Directions |
Go through the material and pull out every line with the string "blue" in it.

Data records |
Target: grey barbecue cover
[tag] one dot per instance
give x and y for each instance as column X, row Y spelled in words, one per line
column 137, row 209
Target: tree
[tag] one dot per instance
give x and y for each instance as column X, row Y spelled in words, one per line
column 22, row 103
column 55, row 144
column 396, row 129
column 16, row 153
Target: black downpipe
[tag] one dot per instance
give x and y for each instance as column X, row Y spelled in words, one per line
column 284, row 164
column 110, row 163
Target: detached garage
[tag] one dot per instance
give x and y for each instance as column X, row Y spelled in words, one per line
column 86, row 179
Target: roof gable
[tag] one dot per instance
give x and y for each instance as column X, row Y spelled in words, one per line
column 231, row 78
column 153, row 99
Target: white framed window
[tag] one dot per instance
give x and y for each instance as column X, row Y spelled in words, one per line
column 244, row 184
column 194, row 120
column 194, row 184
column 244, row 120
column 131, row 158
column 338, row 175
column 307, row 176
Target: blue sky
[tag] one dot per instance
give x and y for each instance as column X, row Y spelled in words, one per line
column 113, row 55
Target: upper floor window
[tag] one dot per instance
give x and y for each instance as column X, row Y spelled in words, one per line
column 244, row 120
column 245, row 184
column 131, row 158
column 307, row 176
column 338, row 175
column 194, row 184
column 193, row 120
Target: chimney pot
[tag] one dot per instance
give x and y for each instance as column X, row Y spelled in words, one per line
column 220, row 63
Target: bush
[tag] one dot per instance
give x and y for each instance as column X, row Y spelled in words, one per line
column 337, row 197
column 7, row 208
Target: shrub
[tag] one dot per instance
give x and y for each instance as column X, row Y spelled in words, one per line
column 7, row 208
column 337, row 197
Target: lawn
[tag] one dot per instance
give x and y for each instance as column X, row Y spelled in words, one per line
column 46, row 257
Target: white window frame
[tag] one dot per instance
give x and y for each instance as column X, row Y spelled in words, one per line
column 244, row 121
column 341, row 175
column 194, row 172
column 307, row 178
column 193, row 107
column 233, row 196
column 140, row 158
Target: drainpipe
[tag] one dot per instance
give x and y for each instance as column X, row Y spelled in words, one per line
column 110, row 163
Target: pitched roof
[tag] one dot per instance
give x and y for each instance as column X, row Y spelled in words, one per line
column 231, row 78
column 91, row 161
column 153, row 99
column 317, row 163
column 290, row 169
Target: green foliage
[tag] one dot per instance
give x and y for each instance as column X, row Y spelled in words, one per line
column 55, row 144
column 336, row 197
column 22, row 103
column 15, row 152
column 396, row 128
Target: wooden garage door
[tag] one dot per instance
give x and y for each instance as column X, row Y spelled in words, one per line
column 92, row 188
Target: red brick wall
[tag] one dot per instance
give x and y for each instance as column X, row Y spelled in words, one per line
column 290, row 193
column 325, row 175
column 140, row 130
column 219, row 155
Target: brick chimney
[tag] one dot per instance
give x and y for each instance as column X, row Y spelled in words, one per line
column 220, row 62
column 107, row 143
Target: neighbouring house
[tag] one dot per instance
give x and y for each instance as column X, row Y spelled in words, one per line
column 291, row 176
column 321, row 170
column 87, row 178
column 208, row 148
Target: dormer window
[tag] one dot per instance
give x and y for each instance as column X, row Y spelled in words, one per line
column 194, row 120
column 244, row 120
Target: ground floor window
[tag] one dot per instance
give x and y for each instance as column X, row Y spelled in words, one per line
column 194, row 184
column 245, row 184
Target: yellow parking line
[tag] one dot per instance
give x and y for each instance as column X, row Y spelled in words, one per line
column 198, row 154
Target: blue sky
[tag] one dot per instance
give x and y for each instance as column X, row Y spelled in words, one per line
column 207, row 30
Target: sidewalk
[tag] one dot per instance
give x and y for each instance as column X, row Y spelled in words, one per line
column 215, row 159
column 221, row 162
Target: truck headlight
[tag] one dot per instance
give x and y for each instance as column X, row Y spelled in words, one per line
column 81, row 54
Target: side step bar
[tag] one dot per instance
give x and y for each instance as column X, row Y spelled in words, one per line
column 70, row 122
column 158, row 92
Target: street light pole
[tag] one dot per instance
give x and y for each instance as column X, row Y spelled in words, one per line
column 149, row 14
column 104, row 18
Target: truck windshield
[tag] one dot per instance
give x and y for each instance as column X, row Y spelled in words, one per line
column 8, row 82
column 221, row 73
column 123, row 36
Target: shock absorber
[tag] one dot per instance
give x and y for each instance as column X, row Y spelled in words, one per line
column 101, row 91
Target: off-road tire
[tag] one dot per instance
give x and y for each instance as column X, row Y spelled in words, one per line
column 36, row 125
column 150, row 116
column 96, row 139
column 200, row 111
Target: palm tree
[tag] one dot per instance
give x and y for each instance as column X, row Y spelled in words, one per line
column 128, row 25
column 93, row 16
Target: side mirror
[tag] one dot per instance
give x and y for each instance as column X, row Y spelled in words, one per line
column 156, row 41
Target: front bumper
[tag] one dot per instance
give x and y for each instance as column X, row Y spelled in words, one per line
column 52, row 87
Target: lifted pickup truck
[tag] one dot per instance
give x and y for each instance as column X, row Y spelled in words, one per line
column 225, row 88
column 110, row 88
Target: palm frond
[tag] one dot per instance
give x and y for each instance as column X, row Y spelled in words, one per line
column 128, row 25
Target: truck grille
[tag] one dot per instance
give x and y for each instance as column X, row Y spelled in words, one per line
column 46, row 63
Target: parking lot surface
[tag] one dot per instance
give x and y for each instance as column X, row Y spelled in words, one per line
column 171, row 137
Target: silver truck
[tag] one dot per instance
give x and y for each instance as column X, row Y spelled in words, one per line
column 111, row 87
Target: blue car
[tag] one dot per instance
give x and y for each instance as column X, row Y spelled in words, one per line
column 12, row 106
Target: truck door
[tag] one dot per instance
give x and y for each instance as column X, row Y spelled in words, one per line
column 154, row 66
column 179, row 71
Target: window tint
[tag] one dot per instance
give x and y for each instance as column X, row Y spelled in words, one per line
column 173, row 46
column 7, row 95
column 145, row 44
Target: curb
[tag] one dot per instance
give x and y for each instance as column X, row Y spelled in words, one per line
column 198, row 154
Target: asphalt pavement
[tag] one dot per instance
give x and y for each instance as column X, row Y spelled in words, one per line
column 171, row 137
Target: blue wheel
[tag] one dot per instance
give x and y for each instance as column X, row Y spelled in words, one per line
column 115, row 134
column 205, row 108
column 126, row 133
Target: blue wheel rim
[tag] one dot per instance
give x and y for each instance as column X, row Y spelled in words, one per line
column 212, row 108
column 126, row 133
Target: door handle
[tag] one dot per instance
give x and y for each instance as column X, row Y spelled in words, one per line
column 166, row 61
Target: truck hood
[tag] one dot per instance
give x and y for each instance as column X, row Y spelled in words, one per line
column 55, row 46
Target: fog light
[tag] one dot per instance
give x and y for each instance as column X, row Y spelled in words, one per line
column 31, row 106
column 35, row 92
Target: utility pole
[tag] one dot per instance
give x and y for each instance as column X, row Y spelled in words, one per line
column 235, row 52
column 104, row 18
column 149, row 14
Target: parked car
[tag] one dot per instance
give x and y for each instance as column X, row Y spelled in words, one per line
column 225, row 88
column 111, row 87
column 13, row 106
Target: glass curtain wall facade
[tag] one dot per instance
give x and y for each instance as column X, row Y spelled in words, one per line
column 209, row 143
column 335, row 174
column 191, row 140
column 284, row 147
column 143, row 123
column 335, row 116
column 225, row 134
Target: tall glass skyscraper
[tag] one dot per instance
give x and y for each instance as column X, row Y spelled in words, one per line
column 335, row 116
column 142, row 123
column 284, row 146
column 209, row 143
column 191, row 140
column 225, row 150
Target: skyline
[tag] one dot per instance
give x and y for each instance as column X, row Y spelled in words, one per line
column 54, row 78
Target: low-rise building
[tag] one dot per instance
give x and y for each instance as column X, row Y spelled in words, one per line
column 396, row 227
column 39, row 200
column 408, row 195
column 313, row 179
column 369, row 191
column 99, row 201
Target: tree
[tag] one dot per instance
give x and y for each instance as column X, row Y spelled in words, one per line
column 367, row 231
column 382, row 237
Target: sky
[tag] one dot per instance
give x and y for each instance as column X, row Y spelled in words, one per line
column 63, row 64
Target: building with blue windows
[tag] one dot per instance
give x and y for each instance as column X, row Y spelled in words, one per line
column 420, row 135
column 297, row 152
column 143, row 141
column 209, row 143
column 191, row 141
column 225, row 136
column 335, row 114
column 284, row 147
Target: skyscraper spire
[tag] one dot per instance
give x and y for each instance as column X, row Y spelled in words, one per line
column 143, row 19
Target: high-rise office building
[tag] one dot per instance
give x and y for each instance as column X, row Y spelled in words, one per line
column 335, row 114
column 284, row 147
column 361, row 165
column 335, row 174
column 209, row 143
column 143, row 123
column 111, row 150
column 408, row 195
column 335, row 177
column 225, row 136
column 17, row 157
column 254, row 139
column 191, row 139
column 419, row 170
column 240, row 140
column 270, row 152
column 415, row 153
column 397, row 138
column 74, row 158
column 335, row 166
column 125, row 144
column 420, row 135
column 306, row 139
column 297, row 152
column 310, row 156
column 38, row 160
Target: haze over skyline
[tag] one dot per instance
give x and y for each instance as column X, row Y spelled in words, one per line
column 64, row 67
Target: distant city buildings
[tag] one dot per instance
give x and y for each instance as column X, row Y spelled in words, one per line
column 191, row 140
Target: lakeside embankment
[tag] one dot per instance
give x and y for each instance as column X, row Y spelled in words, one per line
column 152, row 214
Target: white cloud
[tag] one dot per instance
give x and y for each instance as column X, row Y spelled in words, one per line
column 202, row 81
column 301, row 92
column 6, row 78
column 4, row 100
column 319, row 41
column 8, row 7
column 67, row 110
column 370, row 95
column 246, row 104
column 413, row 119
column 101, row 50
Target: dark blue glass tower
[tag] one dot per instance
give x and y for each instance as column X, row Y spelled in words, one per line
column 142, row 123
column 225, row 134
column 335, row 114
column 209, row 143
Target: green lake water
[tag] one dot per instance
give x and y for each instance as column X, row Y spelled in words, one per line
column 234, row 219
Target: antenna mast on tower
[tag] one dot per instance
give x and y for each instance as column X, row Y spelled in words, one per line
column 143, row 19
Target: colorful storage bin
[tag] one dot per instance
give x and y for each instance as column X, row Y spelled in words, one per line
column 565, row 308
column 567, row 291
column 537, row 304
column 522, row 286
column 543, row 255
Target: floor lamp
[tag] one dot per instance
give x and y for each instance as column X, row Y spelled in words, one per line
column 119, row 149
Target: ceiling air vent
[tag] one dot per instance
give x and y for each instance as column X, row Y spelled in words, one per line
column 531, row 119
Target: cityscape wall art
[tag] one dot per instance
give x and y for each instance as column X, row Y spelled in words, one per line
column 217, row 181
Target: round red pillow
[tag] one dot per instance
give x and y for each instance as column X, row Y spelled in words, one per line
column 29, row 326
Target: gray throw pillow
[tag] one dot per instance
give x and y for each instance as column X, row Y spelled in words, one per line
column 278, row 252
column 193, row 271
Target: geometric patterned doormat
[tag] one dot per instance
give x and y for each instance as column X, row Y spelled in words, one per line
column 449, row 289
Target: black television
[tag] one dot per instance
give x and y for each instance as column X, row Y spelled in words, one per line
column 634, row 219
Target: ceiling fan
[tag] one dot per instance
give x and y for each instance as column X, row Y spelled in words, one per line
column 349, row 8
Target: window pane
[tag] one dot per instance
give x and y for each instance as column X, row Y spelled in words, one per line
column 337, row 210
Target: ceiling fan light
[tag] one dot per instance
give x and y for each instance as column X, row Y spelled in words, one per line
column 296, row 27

Solution to the problem |
Target: blue sky
Target: blue sky
Target: blue car
Target: blue wheel
Target: blue wheel rim
Target: building with blue windows
Target: dark blue glass tower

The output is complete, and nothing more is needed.